> Data extracted from a collection
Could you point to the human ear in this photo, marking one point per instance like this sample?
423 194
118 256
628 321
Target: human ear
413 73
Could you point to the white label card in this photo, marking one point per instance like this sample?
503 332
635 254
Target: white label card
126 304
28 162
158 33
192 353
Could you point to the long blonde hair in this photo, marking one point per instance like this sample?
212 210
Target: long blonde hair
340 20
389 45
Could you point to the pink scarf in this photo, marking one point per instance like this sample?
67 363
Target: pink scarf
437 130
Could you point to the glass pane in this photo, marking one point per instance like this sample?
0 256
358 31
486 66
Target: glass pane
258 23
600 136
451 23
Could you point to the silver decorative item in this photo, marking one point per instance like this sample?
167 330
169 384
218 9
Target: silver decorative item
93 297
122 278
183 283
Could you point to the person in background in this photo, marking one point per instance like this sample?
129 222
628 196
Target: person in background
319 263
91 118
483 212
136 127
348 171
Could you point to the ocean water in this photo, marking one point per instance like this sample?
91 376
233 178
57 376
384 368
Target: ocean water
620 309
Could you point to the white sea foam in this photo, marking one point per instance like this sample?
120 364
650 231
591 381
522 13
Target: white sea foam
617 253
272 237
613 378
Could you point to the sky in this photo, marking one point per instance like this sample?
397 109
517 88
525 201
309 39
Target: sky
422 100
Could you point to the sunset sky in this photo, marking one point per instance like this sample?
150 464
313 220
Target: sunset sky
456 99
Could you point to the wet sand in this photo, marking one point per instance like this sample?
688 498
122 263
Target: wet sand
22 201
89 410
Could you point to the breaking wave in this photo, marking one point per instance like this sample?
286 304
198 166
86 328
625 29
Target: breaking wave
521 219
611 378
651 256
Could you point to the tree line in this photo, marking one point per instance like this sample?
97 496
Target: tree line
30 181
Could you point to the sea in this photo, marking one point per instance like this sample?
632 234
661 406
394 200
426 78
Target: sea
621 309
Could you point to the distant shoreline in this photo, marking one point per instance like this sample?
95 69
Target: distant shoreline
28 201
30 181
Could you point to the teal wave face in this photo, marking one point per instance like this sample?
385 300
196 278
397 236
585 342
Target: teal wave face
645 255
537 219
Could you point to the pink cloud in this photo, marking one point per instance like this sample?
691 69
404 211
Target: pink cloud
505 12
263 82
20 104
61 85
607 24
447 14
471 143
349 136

> Exercise directions
Starting at the line that contains "Could you point to the teal" and ending at the last of these lines, write the lines out again with "teal wave face" changed to "turquoise wave face" and nothing else altered.

> Result for this task
Could you point to the turquoise wave face in this photo, marking one point per instance like this sample?
385 300
196 278
397 236
585 342
Target: turquoise wave face
645 255
537 219
Could you point to the pink cloud in this photo, marking one point per instance like this sample?
691 69
404 211
Target: pink cloud
505 12
263 82
20 104
61 85
607 24
447 14
471 143
349 136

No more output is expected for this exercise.